→ **GIVEN EXERCISE**
Format the stretch of items from the line containing "Find the clear" through the end of the items as a JSON list of strings, one string per line, omitting blank lines.

[Labeled contour entries]

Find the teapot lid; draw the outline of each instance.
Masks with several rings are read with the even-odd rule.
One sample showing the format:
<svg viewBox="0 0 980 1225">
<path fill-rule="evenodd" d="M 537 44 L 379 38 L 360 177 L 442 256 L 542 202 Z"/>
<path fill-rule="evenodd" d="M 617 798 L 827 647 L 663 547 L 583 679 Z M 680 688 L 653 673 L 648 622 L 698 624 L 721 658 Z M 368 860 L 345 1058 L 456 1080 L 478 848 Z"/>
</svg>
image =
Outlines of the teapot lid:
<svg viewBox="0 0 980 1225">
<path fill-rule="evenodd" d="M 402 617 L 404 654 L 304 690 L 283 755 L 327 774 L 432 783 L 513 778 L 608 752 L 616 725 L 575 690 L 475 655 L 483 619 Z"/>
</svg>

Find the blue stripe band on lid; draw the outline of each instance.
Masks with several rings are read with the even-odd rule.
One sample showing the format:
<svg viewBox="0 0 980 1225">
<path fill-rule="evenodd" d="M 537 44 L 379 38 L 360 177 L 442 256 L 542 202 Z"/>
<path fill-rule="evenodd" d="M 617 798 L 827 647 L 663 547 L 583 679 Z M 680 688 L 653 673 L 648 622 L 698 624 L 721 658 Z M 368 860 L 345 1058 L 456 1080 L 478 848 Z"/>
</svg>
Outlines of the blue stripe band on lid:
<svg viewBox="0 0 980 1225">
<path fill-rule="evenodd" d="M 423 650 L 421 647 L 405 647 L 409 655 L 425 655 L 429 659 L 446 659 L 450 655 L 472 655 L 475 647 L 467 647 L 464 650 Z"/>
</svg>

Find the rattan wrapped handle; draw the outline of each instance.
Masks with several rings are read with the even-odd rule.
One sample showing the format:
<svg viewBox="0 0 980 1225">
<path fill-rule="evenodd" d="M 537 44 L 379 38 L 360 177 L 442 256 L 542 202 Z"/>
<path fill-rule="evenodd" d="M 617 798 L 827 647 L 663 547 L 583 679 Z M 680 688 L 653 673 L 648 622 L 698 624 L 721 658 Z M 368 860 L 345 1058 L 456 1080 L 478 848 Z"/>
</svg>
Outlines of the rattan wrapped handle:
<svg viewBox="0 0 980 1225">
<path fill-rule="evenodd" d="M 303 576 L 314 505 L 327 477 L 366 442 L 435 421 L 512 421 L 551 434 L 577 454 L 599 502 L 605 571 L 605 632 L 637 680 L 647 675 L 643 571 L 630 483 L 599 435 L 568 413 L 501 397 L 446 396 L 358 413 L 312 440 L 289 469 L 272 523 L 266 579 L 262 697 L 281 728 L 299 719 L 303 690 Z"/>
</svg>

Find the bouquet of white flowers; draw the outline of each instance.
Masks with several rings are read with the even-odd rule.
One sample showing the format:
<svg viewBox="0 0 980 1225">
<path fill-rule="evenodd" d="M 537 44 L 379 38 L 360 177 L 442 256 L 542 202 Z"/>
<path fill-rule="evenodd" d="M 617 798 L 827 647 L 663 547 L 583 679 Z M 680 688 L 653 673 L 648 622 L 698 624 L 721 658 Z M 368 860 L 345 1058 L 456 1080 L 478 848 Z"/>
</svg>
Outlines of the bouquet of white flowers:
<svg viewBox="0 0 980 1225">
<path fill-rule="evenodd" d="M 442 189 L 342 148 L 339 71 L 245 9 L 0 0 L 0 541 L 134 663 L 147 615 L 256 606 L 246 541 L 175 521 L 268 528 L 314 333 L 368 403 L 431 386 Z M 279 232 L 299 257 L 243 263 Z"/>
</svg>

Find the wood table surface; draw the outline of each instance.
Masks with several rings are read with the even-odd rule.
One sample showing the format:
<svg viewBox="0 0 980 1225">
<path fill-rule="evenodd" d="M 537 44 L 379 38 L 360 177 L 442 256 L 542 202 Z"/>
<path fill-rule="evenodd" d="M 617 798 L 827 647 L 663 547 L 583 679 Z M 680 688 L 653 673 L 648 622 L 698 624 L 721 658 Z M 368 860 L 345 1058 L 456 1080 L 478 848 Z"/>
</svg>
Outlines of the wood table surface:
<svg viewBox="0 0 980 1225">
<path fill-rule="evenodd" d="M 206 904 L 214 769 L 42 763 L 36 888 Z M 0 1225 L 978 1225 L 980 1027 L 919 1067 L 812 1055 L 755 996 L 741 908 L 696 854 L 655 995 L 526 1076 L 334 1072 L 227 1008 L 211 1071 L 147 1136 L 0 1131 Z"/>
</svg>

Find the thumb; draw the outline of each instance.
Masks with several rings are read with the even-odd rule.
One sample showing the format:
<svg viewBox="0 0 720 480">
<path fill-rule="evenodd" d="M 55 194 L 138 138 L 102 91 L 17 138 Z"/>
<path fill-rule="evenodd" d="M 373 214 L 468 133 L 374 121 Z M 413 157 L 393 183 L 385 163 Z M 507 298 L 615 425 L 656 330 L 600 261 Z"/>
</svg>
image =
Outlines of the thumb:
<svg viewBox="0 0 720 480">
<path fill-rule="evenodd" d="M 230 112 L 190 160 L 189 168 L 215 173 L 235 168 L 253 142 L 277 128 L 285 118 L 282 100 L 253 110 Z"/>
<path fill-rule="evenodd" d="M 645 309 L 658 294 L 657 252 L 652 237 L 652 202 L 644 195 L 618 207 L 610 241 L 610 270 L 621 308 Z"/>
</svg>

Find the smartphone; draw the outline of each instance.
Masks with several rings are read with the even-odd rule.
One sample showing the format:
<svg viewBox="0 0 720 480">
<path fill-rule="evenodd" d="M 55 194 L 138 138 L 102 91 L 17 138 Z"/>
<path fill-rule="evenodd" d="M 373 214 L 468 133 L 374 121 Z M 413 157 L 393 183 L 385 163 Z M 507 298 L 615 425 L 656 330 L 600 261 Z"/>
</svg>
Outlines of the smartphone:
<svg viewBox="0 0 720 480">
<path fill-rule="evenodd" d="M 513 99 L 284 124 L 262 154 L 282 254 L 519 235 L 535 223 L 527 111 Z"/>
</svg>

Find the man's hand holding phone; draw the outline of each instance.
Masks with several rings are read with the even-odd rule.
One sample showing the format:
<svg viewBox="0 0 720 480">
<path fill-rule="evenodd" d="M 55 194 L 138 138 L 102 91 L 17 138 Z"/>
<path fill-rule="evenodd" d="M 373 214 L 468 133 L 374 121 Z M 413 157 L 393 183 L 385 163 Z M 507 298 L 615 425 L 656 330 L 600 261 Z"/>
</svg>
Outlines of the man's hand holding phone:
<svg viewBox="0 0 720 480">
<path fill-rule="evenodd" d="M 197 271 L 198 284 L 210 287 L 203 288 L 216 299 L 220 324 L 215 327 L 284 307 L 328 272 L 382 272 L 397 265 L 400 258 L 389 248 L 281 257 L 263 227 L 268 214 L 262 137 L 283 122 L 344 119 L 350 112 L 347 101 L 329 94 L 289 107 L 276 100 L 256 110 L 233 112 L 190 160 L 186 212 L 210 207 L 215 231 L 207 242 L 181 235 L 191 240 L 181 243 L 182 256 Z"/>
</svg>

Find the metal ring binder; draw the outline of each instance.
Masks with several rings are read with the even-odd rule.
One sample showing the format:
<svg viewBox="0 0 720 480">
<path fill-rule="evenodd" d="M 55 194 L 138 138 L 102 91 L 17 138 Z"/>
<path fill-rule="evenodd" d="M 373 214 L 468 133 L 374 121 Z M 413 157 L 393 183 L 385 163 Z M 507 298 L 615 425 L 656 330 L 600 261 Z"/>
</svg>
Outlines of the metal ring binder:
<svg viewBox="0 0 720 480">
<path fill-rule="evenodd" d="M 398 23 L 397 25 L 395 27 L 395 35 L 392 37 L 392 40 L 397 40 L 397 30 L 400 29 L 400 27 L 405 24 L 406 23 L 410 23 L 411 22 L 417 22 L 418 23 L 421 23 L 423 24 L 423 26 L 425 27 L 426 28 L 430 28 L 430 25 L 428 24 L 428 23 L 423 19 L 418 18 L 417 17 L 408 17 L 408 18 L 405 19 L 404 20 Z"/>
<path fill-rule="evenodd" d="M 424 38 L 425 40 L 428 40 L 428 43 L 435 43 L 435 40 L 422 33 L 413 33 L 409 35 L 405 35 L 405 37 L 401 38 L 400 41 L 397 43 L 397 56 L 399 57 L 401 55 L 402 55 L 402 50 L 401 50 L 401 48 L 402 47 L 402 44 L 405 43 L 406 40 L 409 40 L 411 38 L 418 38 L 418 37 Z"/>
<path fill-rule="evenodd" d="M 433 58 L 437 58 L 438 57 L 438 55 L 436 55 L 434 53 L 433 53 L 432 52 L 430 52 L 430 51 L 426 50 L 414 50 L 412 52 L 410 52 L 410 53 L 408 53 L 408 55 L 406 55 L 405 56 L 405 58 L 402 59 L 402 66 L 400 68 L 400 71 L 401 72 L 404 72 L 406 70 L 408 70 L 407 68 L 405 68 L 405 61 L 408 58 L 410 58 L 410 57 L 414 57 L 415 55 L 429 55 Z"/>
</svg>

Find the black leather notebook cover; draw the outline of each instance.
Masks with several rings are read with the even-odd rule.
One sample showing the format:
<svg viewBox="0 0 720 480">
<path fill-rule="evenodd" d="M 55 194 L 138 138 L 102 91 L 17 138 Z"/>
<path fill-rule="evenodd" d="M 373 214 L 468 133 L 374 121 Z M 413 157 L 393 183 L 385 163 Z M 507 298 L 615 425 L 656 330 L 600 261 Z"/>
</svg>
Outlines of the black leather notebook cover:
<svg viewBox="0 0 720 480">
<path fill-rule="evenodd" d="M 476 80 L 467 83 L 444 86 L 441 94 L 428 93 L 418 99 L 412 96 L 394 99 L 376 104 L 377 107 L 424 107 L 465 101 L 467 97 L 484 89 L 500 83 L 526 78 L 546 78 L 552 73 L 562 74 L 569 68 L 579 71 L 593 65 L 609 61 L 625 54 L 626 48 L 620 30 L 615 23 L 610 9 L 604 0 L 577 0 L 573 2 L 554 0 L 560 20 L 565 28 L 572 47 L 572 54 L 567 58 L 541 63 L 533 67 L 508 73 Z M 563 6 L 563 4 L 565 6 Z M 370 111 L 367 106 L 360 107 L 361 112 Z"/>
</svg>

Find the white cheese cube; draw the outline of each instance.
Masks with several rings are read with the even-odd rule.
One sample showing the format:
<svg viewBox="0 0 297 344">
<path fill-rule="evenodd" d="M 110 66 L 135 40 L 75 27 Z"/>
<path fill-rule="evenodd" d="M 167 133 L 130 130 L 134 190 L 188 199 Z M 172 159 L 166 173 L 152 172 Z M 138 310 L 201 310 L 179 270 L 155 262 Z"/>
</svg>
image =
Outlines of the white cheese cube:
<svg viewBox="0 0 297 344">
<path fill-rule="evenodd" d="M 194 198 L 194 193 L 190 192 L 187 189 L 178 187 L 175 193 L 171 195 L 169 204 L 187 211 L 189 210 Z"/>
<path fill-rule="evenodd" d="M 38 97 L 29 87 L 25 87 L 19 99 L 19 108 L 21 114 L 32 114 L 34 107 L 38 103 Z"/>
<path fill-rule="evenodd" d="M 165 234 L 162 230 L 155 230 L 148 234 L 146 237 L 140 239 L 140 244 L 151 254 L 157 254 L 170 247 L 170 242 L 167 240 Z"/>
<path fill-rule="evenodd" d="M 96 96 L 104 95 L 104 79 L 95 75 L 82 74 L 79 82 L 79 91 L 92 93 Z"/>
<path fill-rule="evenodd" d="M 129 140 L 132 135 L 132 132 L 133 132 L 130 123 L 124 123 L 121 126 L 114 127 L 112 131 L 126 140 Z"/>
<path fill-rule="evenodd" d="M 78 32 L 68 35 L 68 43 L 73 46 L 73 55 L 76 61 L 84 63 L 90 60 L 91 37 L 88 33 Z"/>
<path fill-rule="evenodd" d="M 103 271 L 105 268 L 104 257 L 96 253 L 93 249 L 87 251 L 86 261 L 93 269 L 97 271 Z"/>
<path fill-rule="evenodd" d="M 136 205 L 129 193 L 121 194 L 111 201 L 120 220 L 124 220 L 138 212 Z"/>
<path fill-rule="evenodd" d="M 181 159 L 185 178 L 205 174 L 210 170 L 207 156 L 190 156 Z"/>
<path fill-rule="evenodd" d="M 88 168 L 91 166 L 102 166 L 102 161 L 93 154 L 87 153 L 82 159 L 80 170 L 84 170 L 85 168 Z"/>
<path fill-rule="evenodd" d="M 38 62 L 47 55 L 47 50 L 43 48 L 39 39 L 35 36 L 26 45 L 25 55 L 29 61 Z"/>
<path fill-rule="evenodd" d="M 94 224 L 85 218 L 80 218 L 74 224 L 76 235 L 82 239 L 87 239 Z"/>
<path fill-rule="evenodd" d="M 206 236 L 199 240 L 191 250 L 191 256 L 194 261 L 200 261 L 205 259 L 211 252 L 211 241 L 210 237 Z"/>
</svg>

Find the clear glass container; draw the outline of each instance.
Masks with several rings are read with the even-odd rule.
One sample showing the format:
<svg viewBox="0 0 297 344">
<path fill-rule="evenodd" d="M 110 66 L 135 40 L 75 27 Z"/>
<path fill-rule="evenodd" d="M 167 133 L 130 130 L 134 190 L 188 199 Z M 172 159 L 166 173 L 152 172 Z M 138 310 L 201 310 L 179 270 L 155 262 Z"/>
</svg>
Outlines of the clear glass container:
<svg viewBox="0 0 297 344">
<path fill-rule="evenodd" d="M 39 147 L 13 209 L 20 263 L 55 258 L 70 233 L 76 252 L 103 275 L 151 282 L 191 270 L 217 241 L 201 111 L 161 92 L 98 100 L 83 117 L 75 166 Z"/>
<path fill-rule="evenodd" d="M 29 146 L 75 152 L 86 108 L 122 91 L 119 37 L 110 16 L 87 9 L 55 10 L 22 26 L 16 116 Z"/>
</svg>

→ **FINAL RESULT**
[
  "Find the clear glass container; draw the outline of each instance.",
  "Masks with several rings are read with the even-odd rule.",
  "One sample showing the format:",
  "<svg viewBox=\"0 0 297 344\">",
  "<path fill-rule=\"evenodd\" d=\"M 110 66 L 135 40 L 75 27 Z\"/>",
  "<path fill-rule=\"evenodd\" d=\"M 167 133 L 130 130 L 134 190 L 188 199 Z M 172 159 L 166 173 L 152 172 Z M 138 310 L 201 310 L 179 270 L 155 262 Z\"/>",
  "</svg>",
  "Outlines of the clear glass container:",
  "<svg viewBox=\"0 0 297 344\">",
  "<path fill-rule=\"evenodd\" d=\"M 39 147 L 13 209 L 20 263 L 55 258 L 70 233 L 76 252 L 103 275 L 151 282 L 191 270 L 217 241 L 201 111 L 161 92 L 98 100 L 83 117 L 75 166 Z\"/>",
  "<path fill-rule=\"evenodd\" d=\"M 29 146 L 75 152 L 86 108 L 122 91 L 119 37 L 110 16 L 87 9 L 55 10 L 22 26 L 16 116 Z\"/>",
  "</svg>"
]